Der große Favorit der diesjährigen Berlinale wurde dort immerhin mit dem Preis für die beste Regie ausgezeichnet. Mehr als verdient hat ihn Christian Petzold für sein dezent sinnliches DDR-Liebesdrama „Barbara“, erneut mit Nina Hoss in der Hauptrolle. In kräftigen Farben und haptischen Bildern entwickelt er (eine) Geschichte, die atmet und erzählt gekonnt von Arbeitsverhältnissen, die zu Liebesverhältnissen werden.

Es ging Petzold nicht darum, die DDR in Form von Re-Enactment wieder auferstehen zu lassen, die Zeichenhaftigkeit wurde auf ein Minimum reduziert. Man braucht auch keine Honecker-Plakate oder rote Sterne zu sehen, um zu spüren, in was für einem System man sich hier befindet. Misstrauen und Vorsicht liegen unausgesprochen zwischen den menschlichen Beziehungen. Der Name Barbara kommt aus dem Griechischen und bedeutet „die Fremde“. Irgendwie passend gewählt für die erste Einstellung, in der die von Nina Hoss verkörperte Figur sich auf eine weiße Parkbank setzt und trotzig eine Zigarette raucht. „Sie wird nicht eine Minute zu früh kommen“, prophezeit lakonisch ein Mitarbeiter der Staatssicherheit, welcher sie zusammen mit dem Chefarzt eines Provinzkrankenhauses vom Fenster aus beobachtet. Barbara ist strafversetzt worden aus der Berliner Charité, weil sie einen Ausreiseantrag gestellt hat, um mit ihrem Freund aus dem Westen zusammen zu sein. Nach einer Inhaftierung, die sich zersetzend auf ihren Freundeskreis auswirkte, schickt man sie in eine ländliche Gegend, nahe dem Meer. Kühl und stolz verweigert sich Barbara ihren Arzt-Kollegen, von denen sie ohnehin vermutet, dass sie angewiesen sind über sie Berichte zu schreiben. Stattdessen plant sie gemeinsam mit ihrem West-Freund die Flucht übers Wasser nach Dänemark. Die beiden treffen sich heimlich im Wald, in entlegenen Hotels, er schickt ihr Geld, das sie vor den Schärgen der Obrigkeit verstecken muss. Doch als würde ihr Bewusstsein des baldigen Abschieds sie sensibler machen für das, was sie zurücklässt, zeigt uns auch Petzold eine nuanciertere, menschlichere DDR. Die Farben der Kleider und der Blumen, das sanfte Leuchten der Straßenlaternen, das durch die Vorhänge scheint, Barbaras blau geschminkte Augen, die ihren Kollegen aufmerksam und durchdringend mustern. Chefarzt André (Ronald Zehrfeld) nähert sich ihr an, zunächst zaghaft, schließlich mit einer sanften Forschheit. Irritiert stellt sie einen seltsamen Widerspruch fest, denn obgleich er mit den Behörden zusammen arbeitet, ist er im Gegensatz zu den sadistischen Überwachern, die sie mit unangemeldeten Leibesvisitationen schikanieren, ein Mann voller Sinnlichkeit und Wärme. Und auf einmal werden viele Dinge unklar – wie sehr sie diese Zukunft mit ihrem Freund noch möchte, was genau Andrés Absichten sind und welche Gefühle diese bei ihr auslösen.

**Untersuchte Daten:**
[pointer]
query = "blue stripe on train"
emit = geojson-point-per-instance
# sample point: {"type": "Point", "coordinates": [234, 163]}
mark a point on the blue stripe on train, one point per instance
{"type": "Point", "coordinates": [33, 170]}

**Fragen:**
1: Beantworte, welchen Preis Christian Petzold laut der Filmkritik zu „Barbara“ auf der Berlinale erhielt.
2: Schreibe die Filmkritik zu „Barbara“ im Anschluss an ihren letzten Satz weiter.
Die Datensätze stehen in keinem Zusammenhang mit der Filmkritik.

**Antworten je Aufgabe:**
1: Den Preis für die beste Regie.

2:
Christian Petzold findet starke Bilder von rauhen Landschaften, über die der Wind stürmt oder der blauen Nacht, die sich gespenstisch über Nina Hoss‘ Gesicht legt. Oder eine einzige rote Blume in einer Vase am Tisch zwischen den beiden engagierten Ärzten in Weiß, die mehr ausdrückt als jeder Dialog. Es ist ein einziger Satz, den Barbaras Freund im Hotelzimmer zu ihr sagt, der plötzlich alles in Frage stellt, ein Satz den Drehbuchautor Harun Farocki zu aufdringlich fand und der von den weiblichen Mitarbeitern am Set jedoch eingefordert wurde: „Wenn du erst mal drüben bist, kannst du immer ausschlafen. Ich verdiene genug für uns beide.“ Als Barbara wenig später den Quelle-Katalog durchblättert, ist sie sich nicht mehr sicher, ob sich ihre Träume vom Westen einlösen werden. Arbeit ist ein identitätsstiftendes Moment, Barbara liebt und lebt ihren Beruf, genauso wie André. Es ist die Bewunderung und der Respekt vor dem gegenseitigen Engagement, welches den beiden schließlich eine Tür zu einem neuen Möglichkeitsraum öffnet.